EXERCISE – Rewrite the part of the rows below that opens with the line containing "Locate every instance of the white building" and runs through the end of the rows, replacing every occurrence of "marker" with "pin" and leaving all else unchanged.

DATA EXCERPTS –
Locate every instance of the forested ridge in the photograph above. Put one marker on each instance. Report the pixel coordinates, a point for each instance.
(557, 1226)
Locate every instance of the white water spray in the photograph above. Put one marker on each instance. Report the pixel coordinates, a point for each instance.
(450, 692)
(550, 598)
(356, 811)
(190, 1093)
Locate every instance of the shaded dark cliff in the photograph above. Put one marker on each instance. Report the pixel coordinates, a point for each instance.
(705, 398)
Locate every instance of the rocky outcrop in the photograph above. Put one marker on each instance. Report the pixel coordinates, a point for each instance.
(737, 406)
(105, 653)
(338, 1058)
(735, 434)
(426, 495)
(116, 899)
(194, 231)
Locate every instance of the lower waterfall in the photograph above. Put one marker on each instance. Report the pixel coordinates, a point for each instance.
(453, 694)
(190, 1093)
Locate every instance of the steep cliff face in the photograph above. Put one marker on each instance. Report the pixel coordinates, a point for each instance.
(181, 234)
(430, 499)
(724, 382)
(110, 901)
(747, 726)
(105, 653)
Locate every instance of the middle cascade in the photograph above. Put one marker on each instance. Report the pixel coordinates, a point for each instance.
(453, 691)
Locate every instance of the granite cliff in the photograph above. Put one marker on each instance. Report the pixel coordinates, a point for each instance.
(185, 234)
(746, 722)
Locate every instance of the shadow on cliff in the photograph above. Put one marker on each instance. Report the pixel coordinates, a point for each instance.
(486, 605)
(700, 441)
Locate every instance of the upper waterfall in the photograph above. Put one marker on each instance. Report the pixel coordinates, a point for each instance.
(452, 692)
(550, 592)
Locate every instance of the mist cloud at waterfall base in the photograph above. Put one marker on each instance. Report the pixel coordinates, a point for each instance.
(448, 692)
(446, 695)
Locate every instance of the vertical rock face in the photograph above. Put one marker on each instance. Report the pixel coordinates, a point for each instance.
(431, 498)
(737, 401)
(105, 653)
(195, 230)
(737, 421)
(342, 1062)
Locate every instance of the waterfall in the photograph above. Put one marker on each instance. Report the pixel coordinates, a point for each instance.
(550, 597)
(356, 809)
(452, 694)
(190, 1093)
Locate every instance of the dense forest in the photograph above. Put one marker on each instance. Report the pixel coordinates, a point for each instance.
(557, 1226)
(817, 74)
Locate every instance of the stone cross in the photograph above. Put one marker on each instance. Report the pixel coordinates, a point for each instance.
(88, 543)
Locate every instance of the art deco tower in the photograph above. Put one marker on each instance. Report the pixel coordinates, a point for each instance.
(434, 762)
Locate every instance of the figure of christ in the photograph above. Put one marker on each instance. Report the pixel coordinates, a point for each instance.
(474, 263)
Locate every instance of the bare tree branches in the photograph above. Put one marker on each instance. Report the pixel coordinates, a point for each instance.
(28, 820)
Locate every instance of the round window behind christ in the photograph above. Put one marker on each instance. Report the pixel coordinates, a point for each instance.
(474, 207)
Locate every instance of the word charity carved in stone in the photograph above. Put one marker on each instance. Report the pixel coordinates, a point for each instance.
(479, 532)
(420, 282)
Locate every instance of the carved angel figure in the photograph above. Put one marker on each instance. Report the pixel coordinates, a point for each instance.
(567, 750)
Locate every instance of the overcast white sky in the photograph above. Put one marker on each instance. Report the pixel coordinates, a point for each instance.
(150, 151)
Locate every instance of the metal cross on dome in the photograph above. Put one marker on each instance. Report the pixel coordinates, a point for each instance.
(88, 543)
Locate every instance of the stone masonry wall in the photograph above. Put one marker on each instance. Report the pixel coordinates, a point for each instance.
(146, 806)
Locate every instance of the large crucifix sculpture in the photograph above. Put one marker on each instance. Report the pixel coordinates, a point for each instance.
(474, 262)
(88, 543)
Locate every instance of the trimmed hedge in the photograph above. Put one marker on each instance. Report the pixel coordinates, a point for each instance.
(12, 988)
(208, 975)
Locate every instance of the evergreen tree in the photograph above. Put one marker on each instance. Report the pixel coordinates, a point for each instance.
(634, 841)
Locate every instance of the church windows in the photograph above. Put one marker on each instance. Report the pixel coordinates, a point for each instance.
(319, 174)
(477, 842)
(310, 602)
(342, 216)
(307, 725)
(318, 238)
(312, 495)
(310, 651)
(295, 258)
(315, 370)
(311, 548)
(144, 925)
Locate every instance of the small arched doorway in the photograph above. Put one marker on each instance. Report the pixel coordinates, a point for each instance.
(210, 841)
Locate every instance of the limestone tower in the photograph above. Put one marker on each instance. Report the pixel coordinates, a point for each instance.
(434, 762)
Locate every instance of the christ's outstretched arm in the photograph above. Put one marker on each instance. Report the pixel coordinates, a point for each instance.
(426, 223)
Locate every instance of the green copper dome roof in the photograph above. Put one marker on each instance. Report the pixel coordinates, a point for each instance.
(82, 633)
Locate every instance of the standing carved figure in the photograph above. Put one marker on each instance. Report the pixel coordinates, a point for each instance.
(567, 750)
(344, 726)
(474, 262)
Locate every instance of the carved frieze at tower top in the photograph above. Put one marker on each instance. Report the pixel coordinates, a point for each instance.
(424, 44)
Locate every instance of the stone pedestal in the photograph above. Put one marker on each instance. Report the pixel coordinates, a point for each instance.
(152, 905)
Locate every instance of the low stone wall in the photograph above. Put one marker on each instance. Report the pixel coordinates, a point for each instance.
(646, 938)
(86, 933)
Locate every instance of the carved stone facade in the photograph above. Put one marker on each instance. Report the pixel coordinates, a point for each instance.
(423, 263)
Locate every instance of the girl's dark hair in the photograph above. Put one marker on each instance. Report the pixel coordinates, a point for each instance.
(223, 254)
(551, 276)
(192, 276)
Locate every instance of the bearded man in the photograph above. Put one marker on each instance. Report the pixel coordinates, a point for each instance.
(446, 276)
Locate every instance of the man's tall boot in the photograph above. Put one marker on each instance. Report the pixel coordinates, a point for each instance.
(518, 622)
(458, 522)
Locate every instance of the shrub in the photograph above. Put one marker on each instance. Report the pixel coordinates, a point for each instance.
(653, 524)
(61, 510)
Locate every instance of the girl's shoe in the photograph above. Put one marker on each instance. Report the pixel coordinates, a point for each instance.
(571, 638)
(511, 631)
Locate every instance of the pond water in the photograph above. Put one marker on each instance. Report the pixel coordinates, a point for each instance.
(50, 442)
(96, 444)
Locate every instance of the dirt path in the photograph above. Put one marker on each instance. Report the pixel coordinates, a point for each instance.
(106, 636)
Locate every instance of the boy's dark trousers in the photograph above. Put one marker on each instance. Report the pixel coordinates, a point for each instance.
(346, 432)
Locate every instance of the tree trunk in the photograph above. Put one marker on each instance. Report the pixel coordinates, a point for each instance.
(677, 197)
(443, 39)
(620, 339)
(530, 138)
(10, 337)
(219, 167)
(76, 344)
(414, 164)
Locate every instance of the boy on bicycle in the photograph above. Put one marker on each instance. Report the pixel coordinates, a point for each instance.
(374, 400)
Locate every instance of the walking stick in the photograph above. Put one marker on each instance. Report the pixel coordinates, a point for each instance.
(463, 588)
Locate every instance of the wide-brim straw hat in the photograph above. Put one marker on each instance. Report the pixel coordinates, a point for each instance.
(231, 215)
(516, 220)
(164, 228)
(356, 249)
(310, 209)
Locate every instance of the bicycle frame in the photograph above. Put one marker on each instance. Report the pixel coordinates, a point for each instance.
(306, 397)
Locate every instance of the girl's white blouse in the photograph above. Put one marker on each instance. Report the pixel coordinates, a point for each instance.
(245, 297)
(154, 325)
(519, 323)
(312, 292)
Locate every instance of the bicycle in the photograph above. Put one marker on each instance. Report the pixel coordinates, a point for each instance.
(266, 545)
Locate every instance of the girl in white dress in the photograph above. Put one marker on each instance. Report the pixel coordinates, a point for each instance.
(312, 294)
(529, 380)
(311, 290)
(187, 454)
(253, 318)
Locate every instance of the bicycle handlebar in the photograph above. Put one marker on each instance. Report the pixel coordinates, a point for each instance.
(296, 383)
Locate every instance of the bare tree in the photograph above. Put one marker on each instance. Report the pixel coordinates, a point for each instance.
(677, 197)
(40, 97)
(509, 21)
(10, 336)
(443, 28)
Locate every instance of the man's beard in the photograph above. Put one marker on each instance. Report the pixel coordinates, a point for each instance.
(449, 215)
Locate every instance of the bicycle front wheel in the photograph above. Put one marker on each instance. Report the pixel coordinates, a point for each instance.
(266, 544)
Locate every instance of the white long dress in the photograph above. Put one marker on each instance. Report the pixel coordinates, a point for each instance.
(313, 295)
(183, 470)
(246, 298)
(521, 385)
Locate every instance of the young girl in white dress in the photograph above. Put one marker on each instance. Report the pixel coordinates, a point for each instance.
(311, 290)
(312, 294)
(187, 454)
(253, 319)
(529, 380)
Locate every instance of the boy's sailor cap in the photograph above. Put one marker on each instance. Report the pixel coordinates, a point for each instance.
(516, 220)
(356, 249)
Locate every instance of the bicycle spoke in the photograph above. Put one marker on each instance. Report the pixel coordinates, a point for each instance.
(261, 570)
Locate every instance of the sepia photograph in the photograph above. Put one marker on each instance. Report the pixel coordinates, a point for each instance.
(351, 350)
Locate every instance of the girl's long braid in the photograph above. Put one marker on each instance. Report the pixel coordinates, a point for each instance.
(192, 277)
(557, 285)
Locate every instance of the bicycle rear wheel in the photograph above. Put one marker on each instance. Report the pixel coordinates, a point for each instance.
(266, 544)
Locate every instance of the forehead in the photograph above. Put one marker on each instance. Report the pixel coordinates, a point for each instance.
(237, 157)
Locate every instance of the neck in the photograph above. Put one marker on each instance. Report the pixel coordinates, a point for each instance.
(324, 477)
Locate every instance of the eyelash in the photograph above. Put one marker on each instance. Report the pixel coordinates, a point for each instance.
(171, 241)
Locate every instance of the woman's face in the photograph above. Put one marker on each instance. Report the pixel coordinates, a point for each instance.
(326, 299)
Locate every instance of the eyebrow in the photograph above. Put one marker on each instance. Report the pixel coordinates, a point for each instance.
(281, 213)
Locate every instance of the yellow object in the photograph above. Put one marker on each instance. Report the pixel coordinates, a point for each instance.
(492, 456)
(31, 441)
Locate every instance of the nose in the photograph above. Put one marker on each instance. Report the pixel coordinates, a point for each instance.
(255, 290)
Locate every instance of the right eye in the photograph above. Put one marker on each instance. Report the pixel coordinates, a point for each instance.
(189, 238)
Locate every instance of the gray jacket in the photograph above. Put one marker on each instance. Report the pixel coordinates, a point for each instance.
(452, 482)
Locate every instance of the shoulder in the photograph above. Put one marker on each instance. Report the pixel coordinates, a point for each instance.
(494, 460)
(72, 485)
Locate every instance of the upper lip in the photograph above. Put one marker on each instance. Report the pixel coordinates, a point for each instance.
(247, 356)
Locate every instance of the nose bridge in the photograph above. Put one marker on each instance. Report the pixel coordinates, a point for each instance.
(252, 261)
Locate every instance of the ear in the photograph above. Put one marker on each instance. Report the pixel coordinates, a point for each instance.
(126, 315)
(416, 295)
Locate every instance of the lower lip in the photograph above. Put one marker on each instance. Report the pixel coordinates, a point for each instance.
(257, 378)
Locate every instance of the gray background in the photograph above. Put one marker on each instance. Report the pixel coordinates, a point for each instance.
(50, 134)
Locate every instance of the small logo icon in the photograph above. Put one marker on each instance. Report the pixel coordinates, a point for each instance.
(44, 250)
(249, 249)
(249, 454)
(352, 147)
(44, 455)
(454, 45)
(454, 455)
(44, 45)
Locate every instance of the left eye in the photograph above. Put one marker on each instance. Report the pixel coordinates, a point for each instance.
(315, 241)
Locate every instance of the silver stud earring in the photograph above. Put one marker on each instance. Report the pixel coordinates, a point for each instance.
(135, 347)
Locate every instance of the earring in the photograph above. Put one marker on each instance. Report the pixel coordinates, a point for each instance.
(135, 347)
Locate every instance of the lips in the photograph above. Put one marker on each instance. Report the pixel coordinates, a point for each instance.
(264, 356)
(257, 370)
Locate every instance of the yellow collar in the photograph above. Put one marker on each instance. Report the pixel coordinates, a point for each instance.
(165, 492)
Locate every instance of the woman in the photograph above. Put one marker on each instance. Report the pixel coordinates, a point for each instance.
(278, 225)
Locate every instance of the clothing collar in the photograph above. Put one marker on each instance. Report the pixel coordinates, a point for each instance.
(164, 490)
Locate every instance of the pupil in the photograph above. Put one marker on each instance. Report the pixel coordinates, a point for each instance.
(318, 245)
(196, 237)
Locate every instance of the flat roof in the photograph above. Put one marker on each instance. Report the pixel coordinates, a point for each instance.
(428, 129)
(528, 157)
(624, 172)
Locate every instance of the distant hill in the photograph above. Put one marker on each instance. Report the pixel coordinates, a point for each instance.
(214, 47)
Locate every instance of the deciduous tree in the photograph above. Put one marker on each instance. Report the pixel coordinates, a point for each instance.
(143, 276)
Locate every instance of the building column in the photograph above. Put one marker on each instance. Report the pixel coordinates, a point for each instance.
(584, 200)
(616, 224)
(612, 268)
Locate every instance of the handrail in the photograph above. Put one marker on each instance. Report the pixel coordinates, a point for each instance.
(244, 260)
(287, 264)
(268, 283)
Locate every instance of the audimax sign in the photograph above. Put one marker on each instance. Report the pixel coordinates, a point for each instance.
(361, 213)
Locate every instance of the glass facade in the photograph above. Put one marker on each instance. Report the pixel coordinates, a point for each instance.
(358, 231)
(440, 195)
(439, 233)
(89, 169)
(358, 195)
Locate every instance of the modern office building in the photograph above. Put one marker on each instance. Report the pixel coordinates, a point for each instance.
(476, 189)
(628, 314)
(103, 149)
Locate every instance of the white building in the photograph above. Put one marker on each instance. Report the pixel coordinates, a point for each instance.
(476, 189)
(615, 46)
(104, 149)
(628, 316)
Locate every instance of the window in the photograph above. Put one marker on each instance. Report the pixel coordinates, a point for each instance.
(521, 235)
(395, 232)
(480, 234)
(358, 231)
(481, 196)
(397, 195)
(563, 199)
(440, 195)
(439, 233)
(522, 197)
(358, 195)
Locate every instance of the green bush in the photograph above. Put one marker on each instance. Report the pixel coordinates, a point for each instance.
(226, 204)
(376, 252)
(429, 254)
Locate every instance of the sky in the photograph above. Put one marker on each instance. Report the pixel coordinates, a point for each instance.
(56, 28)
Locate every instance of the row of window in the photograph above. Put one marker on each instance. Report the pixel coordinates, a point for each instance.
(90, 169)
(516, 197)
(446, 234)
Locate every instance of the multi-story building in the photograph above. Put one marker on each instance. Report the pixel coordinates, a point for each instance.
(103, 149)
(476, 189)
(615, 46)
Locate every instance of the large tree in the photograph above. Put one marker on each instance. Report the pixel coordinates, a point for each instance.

TASK RESPONSE –
Locate every instance of the white building in the photograph above. Put one pin on each instance. Report the pixel coordinates, a point for each instance.
(476, 189)
(615, 46)
(104, 149)
(628, 316)
Locate every instance of the window in the photograph above. Put one pin on each instance. Report the pixel coordinates, a point for each instance.
(521, 235)
(395, 232)
(480, 234)
(358, 231)
(481, 196)
(397, 195)
(563, 199)
(440, 195)
(439, 233)
(522, 197)
(358, 195)
Locate every instance of the green bush in the photograph above. Put one pin on each instance. Report the pixel coordinates, a point for each instance.
(226, 204)
(376, 252)
(429, 254)
Locate every instance of the sky in the photograph above. Put one pin on each instance. Report the pixel coordinates, a point for each instance.
(56, 28)
Locate every instance of the row of window in the photograph above. Put one pin on each instance. Report the pixel coordinates, a point for each instance.
(90, 169)
(516, 197)
(446, 234)
Locate every instance of the multi-story building in the photograph above. Put one pin on each instance. Report the pixel coordinates, a point for each instance.
(103, 149)
(476, 189)
(615, 46)
Locate every instance of the large tree in the photograph above. Put one pin on each instance. Report the pixel coordinates, a point for each instance.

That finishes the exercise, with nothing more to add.